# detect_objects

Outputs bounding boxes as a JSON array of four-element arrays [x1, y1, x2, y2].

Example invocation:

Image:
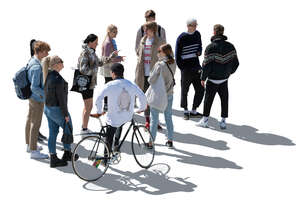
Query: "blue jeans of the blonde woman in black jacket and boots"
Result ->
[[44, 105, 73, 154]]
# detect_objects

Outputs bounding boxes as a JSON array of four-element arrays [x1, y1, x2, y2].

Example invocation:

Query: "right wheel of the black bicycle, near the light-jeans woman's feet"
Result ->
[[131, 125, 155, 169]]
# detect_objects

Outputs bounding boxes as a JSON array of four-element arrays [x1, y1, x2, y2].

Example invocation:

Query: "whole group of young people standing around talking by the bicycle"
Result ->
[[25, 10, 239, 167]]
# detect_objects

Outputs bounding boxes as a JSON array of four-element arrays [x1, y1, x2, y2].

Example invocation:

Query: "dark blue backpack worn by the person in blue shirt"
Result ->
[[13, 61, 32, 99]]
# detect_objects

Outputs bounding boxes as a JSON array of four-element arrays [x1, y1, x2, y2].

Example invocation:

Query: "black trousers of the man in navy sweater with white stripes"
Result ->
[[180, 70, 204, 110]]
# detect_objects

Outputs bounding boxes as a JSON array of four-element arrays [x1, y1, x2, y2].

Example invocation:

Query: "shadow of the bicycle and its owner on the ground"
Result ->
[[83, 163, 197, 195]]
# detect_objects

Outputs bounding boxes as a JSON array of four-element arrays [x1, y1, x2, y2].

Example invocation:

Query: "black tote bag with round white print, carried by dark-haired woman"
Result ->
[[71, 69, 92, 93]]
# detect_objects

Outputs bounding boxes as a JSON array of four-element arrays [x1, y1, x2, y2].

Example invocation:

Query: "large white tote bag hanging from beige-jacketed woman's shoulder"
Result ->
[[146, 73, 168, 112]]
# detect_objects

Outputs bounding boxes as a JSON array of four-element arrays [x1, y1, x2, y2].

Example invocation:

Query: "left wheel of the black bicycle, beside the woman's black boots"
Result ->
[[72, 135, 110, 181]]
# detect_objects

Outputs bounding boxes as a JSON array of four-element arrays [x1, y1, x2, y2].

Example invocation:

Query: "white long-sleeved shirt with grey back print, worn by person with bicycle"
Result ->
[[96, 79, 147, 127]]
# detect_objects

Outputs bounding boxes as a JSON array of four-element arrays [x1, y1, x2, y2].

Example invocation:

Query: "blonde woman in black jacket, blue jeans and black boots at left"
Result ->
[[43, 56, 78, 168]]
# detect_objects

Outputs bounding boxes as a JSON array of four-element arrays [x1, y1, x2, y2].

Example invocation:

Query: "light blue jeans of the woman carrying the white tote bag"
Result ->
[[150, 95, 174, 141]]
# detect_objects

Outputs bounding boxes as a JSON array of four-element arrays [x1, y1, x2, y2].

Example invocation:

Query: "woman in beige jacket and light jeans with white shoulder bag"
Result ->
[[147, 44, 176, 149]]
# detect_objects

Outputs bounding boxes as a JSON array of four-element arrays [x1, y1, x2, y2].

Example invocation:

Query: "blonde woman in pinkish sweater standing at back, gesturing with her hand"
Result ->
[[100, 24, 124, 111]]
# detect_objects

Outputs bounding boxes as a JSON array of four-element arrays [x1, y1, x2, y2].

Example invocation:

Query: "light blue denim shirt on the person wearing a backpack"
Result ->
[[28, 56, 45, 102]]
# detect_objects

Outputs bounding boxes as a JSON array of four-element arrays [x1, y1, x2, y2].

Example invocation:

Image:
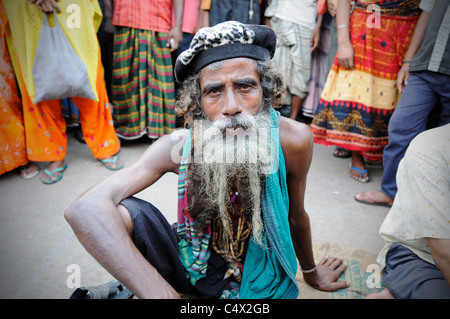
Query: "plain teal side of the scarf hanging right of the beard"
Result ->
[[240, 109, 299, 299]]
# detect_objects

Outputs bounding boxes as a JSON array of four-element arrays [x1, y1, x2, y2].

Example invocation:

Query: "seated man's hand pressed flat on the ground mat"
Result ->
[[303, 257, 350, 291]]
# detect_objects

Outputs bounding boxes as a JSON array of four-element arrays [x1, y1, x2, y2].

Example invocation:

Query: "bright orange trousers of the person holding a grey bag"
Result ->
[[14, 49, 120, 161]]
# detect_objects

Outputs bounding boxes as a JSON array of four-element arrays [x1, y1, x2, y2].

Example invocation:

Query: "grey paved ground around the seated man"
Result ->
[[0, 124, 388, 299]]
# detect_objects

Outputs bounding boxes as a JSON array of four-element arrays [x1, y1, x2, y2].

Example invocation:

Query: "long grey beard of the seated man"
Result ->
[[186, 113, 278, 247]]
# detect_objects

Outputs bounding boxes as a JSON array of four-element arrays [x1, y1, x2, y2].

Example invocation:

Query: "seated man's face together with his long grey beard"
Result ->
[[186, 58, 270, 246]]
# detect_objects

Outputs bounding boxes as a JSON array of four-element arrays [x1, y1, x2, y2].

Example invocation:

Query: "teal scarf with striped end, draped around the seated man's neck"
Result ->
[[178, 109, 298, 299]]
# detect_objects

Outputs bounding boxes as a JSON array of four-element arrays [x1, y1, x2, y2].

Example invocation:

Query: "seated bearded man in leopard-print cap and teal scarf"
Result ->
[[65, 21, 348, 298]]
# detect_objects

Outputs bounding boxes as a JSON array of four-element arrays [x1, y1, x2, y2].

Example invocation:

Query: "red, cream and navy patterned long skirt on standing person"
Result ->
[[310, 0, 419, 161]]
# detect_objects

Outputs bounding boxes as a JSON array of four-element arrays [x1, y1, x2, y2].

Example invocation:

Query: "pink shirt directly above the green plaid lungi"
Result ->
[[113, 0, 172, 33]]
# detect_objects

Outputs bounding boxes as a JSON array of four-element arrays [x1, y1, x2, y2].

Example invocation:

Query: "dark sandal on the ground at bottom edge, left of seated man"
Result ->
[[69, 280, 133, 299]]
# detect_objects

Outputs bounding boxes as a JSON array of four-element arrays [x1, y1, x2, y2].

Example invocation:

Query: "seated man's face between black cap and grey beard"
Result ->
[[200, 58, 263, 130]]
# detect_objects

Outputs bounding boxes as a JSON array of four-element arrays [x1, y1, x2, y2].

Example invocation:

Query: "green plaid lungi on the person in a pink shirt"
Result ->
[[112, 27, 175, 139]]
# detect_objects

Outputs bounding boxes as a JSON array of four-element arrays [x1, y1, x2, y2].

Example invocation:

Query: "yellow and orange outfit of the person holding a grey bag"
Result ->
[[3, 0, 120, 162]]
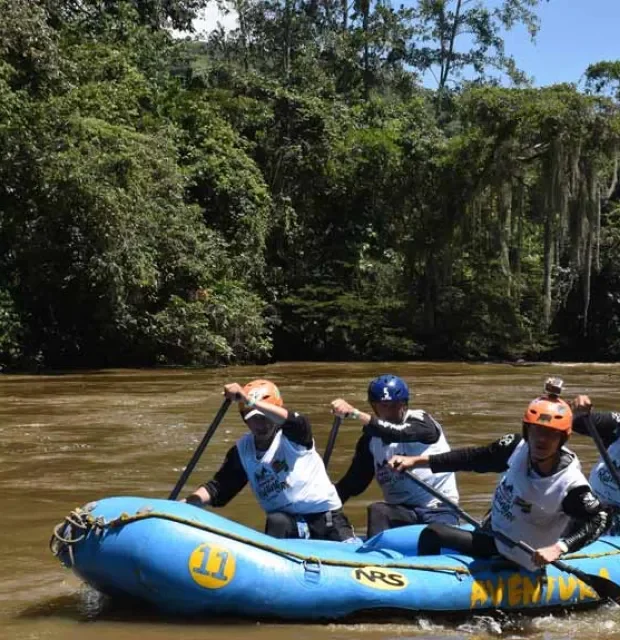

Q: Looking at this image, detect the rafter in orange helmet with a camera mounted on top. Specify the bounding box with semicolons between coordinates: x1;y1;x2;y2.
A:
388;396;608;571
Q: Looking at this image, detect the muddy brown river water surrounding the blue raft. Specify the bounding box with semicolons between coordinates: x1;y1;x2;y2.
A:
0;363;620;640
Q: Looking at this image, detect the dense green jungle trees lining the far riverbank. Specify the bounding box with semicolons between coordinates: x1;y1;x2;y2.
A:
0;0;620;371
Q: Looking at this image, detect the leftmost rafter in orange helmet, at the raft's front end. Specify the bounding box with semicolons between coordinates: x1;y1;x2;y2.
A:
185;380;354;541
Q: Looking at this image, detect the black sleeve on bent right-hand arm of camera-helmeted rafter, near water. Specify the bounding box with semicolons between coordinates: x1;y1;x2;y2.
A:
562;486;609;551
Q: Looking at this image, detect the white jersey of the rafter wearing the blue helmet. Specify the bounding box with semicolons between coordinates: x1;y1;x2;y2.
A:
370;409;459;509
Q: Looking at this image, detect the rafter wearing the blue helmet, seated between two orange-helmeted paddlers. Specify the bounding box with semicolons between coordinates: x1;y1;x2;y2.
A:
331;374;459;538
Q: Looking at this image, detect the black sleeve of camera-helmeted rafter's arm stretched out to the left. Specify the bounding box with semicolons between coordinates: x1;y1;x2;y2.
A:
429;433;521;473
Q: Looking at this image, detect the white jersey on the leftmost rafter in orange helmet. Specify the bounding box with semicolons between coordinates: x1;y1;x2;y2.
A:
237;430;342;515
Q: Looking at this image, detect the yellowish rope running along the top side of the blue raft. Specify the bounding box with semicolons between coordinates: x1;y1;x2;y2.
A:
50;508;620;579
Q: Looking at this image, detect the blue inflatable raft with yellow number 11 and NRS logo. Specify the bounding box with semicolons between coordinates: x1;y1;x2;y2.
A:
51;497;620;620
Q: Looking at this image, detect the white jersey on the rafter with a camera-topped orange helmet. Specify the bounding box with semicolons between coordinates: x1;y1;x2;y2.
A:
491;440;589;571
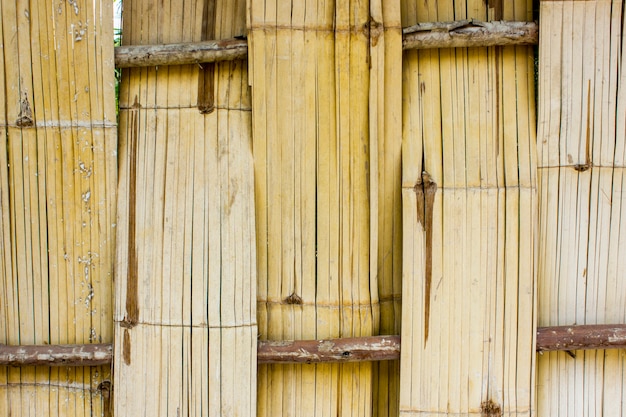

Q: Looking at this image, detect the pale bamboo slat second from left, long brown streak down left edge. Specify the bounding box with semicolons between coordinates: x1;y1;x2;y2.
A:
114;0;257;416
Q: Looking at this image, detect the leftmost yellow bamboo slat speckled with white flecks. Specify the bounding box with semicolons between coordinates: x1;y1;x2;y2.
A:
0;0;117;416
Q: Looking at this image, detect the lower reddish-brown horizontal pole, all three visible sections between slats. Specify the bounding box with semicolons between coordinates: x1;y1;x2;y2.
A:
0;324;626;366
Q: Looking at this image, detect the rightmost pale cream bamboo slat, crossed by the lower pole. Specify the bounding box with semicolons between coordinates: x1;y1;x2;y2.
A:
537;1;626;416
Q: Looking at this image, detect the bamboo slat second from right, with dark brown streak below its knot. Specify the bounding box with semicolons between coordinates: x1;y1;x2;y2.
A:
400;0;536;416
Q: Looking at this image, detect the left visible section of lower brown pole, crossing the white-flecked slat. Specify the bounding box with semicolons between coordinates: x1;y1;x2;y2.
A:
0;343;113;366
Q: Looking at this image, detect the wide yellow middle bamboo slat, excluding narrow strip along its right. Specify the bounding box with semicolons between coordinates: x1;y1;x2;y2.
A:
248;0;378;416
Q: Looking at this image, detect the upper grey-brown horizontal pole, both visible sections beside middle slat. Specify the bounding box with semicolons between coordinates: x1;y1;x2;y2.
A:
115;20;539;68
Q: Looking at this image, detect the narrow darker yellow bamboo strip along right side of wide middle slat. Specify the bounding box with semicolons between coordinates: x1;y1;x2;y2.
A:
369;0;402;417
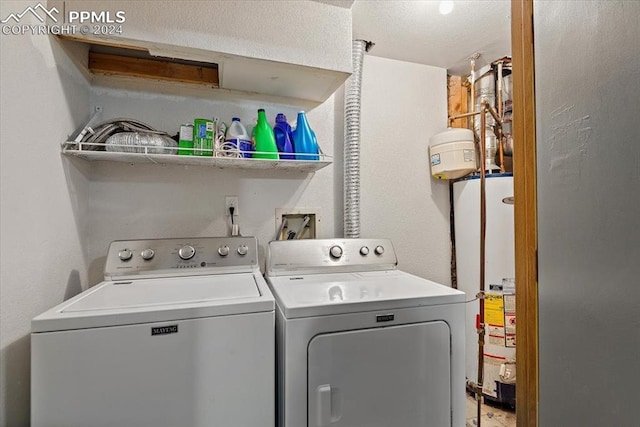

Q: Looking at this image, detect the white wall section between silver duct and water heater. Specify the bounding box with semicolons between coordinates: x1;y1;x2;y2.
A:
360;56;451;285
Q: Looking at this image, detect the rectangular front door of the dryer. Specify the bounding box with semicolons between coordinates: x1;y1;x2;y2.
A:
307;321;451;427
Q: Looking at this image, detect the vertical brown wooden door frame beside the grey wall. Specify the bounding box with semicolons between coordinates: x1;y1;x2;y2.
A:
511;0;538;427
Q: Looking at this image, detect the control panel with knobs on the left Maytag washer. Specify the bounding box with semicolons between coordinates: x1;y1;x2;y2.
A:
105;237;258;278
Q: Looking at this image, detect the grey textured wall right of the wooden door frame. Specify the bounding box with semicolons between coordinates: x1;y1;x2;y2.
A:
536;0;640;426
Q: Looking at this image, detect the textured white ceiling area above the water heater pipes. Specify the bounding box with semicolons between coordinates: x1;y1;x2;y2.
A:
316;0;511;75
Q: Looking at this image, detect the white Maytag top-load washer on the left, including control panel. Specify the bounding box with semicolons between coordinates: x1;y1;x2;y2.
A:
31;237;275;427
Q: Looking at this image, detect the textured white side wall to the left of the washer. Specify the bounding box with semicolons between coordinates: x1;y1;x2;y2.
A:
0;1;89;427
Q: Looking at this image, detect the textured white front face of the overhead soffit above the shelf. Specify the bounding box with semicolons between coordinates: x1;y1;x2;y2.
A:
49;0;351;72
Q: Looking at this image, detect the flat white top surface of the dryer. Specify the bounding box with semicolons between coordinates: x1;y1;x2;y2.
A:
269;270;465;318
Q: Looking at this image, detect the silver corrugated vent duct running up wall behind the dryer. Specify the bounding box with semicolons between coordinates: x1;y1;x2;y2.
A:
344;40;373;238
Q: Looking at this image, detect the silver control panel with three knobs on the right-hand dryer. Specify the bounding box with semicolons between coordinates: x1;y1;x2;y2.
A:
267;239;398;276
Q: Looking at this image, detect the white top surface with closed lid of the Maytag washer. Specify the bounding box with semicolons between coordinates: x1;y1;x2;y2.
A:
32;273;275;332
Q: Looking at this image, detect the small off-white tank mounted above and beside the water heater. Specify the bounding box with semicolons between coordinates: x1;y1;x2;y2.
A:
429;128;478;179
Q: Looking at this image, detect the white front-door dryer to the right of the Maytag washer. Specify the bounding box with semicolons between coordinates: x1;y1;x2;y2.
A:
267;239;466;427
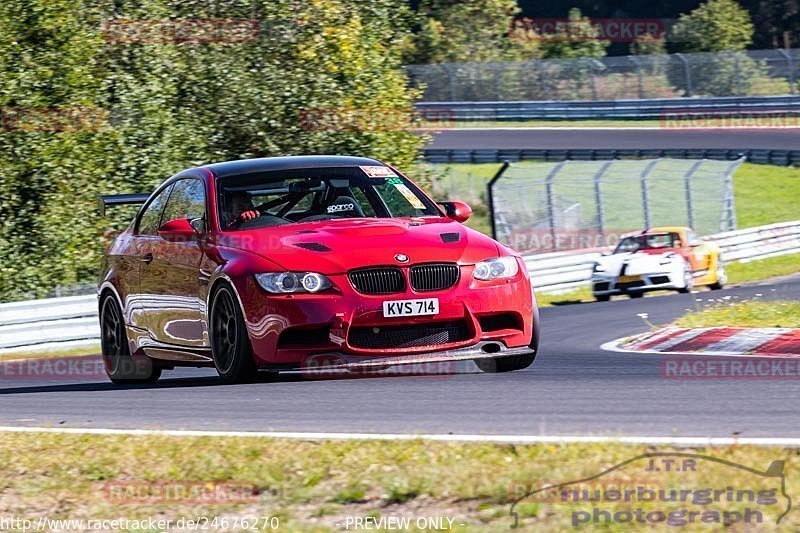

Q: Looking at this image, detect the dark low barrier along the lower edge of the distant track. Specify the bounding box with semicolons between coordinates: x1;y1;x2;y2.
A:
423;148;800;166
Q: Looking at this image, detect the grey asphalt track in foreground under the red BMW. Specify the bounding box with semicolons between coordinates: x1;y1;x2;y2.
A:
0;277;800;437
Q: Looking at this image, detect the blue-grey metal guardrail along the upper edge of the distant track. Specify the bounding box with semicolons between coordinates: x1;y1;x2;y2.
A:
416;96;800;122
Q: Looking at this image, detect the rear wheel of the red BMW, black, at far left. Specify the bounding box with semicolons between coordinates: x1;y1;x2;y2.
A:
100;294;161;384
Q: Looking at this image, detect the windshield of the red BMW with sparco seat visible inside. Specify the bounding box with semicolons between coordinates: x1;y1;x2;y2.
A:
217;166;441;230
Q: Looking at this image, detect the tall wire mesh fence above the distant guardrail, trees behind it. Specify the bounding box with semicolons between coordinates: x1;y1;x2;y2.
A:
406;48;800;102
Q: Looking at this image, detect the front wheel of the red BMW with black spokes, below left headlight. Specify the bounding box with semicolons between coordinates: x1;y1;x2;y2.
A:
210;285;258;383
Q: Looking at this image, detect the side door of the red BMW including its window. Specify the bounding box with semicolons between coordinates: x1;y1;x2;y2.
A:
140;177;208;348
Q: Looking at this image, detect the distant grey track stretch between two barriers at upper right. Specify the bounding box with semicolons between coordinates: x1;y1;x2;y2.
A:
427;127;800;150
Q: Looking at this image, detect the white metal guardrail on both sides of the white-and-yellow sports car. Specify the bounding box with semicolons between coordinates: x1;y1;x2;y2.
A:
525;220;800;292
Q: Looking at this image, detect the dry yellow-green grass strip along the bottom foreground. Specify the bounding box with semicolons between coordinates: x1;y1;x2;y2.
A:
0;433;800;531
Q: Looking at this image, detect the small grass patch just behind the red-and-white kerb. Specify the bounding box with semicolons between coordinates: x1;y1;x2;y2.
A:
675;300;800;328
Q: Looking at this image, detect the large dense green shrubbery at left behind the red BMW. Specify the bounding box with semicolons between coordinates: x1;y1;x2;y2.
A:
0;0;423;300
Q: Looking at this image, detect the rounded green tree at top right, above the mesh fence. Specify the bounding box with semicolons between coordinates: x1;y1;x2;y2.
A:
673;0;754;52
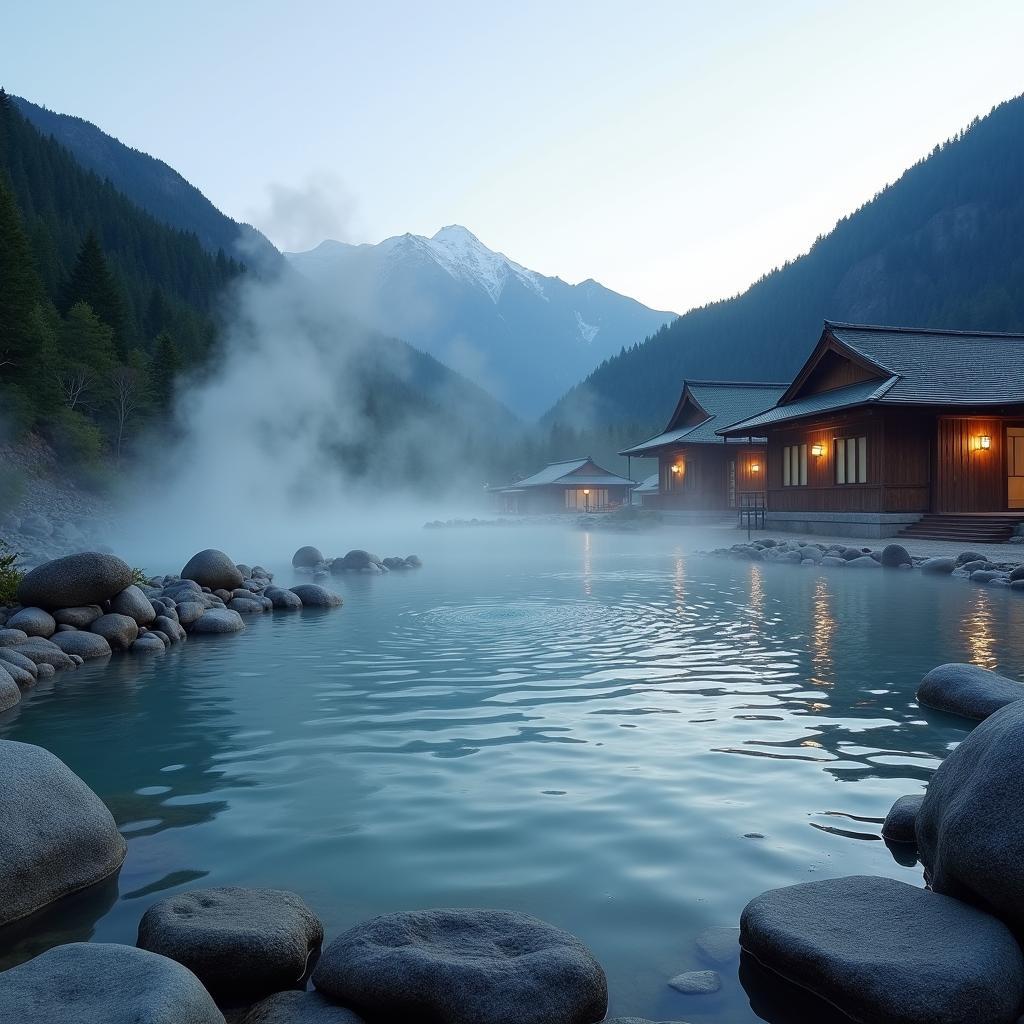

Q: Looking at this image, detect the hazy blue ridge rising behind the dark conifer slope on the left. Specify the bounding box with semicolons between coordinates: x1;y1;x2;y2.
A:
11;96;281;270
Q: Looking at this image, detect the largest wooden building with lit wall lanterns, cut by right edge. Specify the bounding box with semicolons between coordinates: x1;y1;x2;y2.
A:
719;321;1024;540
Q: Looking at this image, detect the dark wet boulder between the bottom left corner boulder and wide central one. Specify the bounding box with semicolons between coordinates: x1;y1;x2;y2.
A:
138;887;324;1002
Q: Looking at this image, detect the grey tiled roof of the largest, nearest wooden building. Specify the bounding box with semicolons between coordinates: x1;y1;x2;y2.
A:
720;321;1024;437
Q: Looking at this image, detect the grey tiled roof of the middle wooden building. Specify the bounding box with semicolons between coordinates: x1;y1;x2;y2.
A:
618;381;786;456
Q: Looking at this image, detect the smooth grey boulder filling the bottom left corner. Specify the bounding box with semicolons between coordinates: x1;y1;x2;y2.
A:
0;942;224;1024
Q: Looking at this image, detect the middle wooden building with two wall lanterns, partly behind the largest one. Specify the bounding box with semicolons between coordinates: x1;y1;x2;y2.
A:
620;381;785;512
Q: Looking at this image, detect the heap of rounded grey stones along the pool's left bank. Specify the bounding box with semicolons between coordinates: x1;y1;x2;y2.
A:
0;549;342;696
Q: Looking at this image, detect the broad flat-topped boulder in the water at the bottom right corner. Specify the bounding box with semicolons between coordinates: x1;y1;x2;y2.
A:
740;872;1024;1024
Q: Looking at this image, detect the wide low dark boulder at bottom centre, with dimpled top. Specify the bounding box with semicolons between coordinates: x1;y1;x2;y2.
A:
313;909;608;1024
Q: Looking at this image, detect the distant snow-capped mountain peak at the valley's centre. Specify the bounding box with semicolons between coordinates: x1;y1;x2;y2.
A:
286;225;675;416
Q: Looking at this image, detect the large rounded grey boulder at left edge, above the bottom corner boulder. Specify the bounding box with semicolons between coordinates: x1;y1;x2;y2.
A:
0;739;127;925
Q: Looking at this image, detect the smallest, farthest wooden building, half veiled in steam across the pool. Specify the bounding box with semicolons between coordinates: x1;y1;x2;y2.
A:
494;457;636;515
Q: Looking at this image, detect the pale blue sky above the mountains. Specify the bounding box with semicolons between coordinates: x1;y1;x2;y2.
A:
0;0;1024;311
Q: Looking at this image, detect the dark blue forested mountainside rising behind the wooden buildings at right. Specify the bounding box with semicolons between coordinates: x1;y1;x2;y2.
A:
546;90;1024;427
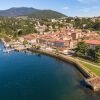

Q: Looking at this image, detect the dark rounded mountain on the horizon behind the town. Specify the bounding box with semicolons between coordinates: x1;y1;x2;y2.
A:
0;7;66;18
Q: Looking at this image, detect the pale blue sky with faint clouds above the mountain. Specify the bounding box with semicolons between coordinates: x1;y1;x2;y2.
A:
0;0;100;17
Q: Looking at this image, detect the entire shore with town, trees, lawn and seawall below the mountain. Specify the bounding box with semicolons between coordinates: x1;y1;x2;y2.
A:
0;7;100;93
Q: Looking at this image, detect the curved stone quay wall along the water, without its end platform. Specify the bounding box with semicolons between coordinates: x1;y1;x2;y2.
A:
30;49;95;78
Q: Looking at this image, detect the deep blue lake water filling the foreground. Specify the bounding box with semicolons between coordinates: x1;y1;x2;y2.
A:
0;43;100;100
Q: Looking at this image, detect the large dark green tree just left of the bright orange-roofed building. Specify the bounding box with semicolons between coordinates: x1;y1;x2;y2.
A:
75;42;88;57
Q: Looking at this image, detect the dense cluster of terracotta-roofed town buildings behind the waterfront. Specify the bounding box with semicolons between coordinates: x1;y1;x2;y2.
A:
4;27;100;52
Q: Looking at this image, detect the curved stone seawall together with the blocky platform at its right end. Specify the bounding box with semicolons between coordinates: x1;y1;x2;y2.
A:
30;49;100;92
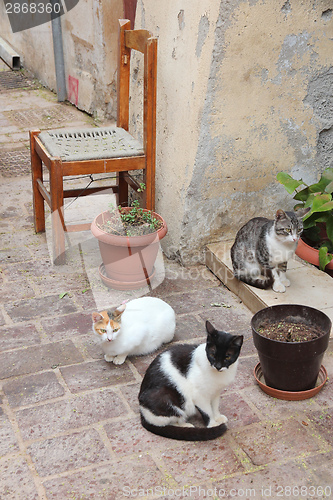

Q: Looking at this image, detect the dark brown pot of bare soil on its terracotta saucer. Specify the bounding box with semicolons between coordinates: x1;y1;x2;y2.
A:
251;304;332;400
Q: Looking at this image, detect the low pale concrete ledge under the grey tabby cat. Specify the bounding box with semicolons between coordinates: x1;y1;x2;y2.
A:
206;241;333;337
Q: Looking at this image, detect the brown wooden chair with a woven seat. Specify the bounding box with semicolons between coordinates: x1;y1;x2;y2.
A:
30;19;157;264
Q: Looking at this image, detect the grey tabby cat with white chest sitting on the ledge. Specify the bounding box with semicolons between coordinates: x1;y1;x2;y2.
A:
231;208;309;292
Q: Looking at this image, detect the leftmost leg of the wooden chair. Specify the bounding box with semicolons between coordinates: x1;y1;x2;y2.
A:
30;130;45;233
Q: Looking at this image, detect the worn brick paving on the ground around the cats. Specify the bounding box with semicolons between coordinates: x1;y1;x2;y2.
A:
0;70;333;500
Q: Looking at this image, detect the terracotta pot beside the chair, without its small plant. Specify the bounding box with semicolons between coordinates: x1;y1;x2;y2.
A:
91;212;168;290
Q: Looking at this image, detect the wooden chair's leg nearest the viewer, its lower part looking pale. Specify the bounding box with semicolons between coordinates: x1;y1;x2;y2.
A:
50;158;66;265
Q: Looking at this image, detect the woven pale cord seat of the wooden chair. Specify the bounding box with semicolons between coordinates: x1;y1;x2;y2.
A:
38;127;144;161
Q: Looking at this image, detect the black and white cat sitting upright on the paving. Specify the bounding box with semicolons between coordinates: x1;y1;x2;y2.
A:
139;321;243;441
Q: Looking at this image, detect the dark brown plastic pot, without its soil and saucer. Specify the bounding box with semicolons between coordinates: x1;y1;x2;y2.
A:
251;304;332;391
================================
Task goal =
Where does "from" appear in the records above? Copy every line that has it.

Answer to this exercise =
Query: "large white tote bag hanging from beige-jacketed woman's shoulder"
Q: Looking at this image, detect the pale bamboo slat second from left, long brown streak down left edge. Specify the bounding box with semicolons between coordinates: x1;y1;x2;y2.
Q: Looking at this image, detect the bamboo slat second from right, with dark brown streak below its knot. Specify the bounding box with semicolons between coordinates: x1;y1;x2;y2.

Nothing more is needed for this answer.